* _Exercise requirements_:
Gather all lines in the records below that include the word "cookies".

* _Provided data_:
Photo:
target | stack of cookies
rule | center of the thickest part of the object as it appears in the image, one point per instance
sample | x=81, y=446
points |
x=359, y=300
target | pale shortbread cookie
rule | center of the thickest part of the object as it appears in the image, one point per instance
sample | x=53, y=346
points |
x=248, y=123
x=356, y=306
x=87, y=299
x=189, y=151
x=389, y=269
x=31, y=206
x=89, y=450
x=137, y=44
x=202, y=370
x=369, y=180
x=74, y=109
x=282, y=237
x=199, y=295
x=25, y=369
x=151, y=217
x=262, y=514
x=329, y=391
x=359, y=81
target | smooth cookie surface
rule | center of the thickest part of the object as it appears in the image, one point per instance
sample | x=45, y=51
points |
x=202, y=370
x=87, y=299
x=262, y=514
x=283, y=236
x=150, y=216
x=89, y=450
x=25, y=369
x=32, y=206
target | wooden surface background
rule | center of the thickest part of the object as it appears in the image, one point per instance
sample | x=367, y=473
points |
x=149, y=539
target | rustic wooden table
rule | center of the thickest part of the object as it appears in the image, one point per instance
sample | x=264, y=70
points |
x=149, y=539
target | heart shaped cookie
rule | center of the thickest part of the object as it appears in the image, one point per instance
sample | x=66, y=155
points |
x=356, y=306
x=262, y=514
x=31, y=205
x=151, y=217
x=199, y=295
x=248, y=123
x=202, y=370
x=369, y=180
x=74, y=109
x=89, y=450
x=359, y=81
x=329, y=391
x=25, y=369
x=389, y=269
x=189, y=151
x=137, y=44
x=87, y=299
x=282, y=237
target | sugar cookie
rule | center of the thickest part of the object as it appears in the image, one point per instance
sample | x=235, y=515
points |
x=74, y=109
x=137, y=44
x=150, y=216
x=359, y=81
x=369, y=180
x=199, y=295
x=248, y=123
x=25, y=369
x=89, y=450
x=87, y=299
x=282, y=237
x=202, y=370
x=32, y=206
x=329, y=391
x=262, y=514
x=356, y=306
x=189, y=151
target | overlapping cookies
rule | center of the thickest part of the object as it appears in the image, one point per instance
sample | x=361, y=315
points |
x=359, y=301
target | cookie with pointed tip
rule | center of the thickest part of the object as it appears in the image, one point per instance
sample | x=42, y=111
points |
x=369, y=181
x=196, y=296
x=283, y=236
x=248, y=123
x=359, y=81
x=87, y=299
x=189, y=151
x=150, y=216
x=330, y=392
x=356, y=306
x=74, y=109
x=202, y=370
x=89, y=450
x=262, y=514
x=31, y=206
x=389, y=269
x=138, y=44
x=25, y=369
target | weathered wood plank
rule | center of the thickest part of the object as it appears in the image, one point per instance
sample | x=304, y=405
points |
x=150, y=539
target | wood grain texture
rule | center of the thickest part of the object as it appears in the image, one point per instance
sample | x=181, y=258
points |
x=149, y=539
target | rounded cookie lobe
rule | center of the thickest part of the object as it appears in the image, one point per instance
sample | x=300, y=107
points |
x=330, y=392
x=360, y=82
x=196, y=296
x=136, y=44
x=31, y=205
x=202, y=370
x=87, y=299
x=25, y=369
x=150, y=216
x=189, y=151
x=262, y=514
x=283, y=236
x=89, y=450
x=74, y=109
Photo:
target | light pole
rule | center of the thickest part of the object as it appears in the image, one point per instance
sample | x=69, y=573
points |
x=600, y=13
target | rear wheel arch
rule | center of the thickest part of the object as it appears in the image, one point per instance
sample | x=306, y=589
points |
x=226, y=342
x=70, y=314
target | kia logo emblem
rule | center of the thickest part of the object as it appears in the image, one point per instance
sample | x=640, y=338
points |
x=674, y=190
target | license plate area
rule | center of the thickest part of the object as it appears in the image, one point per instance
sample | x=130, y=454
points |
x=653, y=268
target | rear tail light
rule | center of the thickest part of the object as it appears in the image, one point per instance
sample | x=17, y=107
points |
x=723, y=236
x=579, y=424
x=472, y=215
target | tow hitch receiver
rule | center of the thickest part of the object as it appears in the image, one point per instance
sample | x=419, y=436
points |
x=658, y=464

* _Response area_:
target | stack of cookies
target | overlapping cookies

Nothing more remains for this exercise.